[Records from a dataset]
________

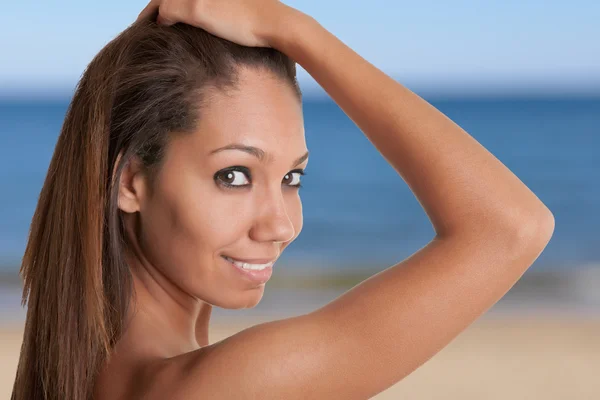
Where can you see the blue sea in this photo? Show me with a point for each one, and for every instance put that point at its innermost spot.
(358, 212)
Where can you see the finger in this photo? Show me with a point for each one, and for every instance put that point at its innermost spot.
(163, 21)
(150, 11)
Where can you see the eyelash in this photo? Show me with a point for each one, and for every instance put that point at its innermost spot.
(246, 171)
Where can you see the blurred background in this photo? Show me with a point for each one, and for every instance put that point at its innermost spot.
(523, 78)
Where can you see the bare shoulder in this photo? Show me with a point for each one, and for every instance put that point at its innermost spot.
(263, 361)
(367, 339)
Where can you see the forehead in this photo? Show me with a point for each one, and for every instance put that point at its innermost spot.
(262, 111)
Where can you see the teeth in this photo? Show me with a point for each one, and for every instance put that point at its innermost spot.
(248, 266)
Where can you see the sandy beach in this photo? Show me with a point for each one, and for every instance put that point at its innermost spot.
(497, 357)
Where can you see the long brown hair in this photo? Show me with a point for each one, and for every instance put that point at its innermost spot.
(148, 82)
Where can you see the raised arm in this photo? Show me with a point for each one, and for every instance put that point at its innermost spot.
(489, 229)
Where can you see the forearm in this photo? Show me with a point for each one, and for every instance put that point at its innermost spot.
(460, 184)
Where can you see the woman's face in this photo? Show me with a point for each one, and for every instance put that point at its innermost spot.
(191, 219)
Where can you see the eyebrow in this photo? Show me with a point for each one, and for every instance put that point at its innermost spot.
(256, 152)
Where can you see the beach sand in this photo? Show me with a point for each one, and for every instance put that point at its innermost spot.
(497, 357)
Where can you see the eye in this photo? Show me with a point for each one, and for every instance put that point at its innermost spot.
(295, 177)
(233, 177)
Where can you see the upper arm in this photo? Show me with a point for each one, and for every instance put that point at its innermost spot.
(373, 335)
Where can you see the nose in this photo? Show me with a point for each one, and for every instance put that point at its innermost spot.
(272, 223)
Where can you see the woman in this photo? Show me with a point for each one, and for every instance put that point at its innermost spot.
(180, 157)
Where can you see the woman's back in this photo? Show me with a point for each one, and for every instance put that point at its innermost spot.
(188, 232)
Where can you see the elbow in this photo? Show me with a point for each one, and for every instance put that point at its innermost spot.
(534, 231)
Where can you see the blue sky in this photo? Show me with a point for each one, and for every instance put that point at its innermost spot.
(459, 45)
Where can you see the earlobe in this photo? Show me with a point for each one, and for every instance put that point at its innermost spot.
(130, 187)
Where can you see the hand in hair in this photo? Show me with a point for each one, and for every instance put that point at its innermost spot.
(246, 22)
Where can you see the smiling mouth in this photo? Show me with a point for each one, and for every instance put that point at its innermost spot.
(247, 265)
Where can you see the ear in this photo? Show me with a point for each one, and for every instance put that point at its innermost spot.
(132, 185)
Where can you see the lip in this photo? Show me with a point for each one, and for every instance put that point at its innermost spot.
(259, 277)
(252, 260)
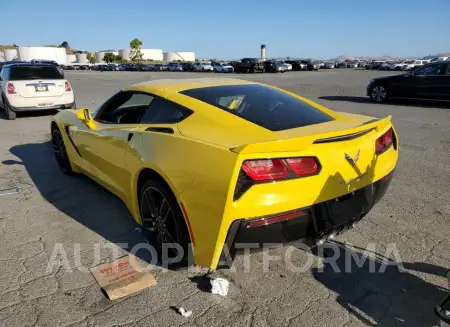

________

Goal of the exercise: All of the data must be given again exactly, without the pictures.

Answer space:
Where can you see the blue sea in this photo? Show me with a point for each one, and for every instance put that point at its innermost spot.
(358, 212)
Where can you see the finger in this photo? Show me with a point for each one, and for every instance put that point at its innermost spot.
(163, 21)
(150, 11)
Where can you see the eyelash in this photo? Show me with a point for each one, and for every instance put that point at its innermost spot.
(246, 171)
Where can you see the blurred background in this photo? Show me with a point for each one, and for every instance put that point at its innermost spot.
(523, 78)
Where can you see the bare shoulder in this photo? Show me with a point for each one, and for every instance put that point at its innermost spot.
(263, 361)
(367, 339)
Where can you see the forehead in this photo? Show me with a point for each one, and for every instance put that point at its innermost spot.
(262, 111)
Where can you see the teeth in this photo? Show me with a point for each one, and for every instance put that point at its innermost spot.
(248, 266)
Where can you see the sandy beach in this photo? Show me with a point for each one, and for every instance put that point at its innermost spot.
(497, 357)
Where can you see the long brown hair in this photo? Show me with a point for each one, and for every instance put that point at its innermost spot.
(148, 82)
Where can you see the raised arm in this photo? Show me with a point for each one, and for every instance put that point at its innermost spot.
(489, 229)
Where can you see the forearm in this photo? Show me with a point for each one, and for every instance put that point at its innermost spot.
(460, 184)
Where can you see the woman's face in this photo? Show me with a point for each one, and for every instance put that point at its innermost spot.
(191, 219)
Where can you see the eyebrow in this photo? Show me with a point for each one, and for every instance put that point at its innermost spot.
(256, 152)
Where can you see the beach sand in this photo? Show me with a point for each one, and for every instance put that point at its innermost spot.
(497, 357)
Where can you see the eye in this photo? Show me with a point for each one, and for every instance put that point at its innermost spot.
(295, 177)
(233, 177)
Where can you see the upper arm in this photo? Show me with a point for each one, and for every instance put that point at its innermost spot.
(373, 335)
Where can you see the nose in this photo? Show me with a point for each one, and for every instance put that point at its innermost spot.
(272, 223)
Where can you see the woman in this photo? Show me with a point for each one, and for every instance put that point at its innermost spot.
(180, 157)
Where can you see the woman's back in this photo? Show me with a point for each one, and for every instance put that point at its innermost spot.
(188, 232)
Where can you see the elbow in this photo? Show me with a point for each one, and for every instance put that point at its innermost spot.
(534, 231)
Where can you see the blue sky in this photo? Show me with a point for each one, and for every instance put that point at its innermost spot.
(459, 45)
Where can you see the earlobe in this photo? Show me with a point for each one, and for every instance put that point at its innermost spot.
(130, 187)
Where can you see the hand in hair in this photo? Show me with a point for each one, and for every instance put that point at its innermost spot.
(246, 22)
Where can you see the smiling mouth in this photo? Show me with a point for each one, and for every instance put that point at its innermost spot.
(247, 265)
Where can you see the ear in this photo? Show me with a point for each one, and for every instance put that point at its innermost spot.
(132, 185)
Where can you see the lip in this photo? Show me with a point for each one, and for every instance put that point at its innermost spot.
(259, 277)
(252, 260)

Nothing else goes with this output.